SELECTED EXTRACT below:
After the new General Instruction of the Roman Missal was promulgated in 2011, some complained about the instruction that priests should remain in the sanctuary during the sign of peace. But Fragomeni explained that the point was to keep the sign of peace from becoming an interruption in the liturgy.
« The sign of peace is not a disruption of the order, it’s part of it, » he said. Following directly upon the presider’s prayer that God will grant the church the peace that Jesus offered, « these gestures that we do are ways of committing with our physical bodies to be agents and instruments of that peace. »
Karst saw the ritual today as having multiple layers. « The greeting of peace can be a greeting of reconciliation, » she said. « It’s also the greeting of siblings, or recognizing the bonds of Christians as something more than just another kind of stranger you might meet on the street or sit next to at a movie. »
End of SELECTED EXTRACT.
ASSIGNMENT A —
Do the following statements agree with the passage on the sign of peace? For each one, answer yes or no and quote the words of the passage that decide it.
(i) Fragomeni called the sign of peace a disruption of the order.
(ii) Karst said the greeting of peace can be a greeting of reconciliation.
(iii) The new General Instruction of the Roman Missal was promulgated in 2011.
ASSIGNMENT B — According to the passage on the sign of peace, where did the instruction say priests should remain during the sign of peace?
ASSIGNMENT C — Carry the passage on the sign of peace forward from its last sentence.
INFORMATION SUPPLIED below:
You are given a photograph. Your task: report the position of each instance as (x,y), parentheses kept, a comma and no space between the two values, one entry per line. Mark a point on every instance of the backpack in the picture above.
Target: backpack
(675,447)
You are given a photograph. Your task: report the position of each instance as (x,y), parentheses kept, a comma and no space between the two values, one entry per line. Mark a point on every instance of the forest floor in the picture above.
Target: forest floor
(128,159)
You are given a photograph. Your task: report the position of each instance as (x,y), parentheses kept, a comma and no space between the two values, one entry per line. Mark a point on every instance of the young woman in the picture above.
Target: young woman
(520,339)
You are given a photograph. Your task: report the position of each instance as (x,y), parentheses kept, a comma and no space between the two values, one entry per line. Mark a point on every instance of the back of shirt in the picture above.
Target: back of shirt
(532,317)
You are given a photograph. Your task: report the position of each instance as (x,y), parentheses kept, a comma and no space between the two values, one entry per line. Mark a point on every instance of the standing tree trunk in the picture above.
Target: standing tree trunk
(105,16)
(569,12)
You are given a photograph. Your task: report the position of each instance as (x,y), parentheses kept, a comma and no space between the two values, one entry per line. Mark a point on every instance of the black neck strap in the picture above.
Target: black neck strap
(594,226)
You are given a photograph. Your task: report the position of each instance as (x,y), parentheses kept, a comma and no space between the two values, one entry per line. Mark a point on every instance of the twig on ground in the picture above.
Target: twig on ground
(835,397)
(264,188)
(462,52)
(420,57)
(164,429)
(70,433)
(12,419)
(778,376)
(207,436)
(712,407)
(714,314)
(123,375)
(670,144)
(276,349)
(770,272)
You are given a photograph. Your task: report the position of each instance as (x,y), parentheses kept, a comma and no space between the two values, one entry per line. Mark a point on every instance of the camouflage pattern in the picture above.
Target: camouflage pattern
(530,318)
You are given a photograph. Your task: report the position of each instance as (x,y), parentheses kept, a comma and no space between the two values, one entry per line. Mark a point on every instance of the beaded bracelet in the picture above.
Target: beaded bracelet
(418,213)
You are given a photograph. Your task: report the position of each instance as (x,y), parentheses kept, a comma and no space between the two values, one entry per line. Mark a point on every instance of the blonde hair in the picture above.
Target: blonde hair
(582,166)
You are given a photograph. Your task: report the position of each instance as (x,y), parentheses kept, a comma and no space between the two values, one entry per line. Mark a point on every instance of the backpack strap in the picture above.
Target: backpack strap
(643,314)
End of INFORMATION SUPPLIED.
WRITTEN REPLY A —
(i) No: "The sign of peace is not a disruption of the order, it’s part of it"
(ii) Yes: "The greeting of peace can be a greeting of reconciliation"
(iii) Yes: "the new General Instruction of the Roman Missal was promulgated in 2011"

WRITTEN REPLY B — In the sanctuary.

WRITTEN REPLY C —
But the proper form for that familial layer, she said, remains an open question. « I think the closest ritual that we have to that in today’s liturgy is not the sign of peace, but the shared cup. A shared cup is not something you do with strangers you’ve never met outside of church. It recognizes and ritualizes the kind of familial bond that the Eucharist creates for us. »
In response to the anxiety some feel about acknowledging everyone within their field of view, Karst suggested looking to the practice of Communion. « When we take Communion, » she said, « we talk about it as a meal, and yet everybody takes just a small piece. » That piece, she said, is enough to adequately represent the whole.
« In the same way that you can receive the entirety of the Eucharist in a small piece of bread or the wine or both, » she said, « greeting a few people can ritualize the sign of peace. We don’t have to make eye contact with everybody for it to work. »
The heart of the practice of the kiss of peace, Fragomeni said, is not the mechanics but the internal disposition we bring to it. « A lot look to the form: ‘How do we do this right? How do we do it correctly?’ The answer is, you do it correctly by what’s going on inside the expression, not in the external ways in which it gets expressed, » he said.
He recalled a touchstone experience of his own. « This older woman just smiled at me and pursed her lips like she was giving me a kiss. I felt a tremendous sincerity in that, an invitation to become a member of a new humanity, rather than the old humanity which is always at war with one another, » he said.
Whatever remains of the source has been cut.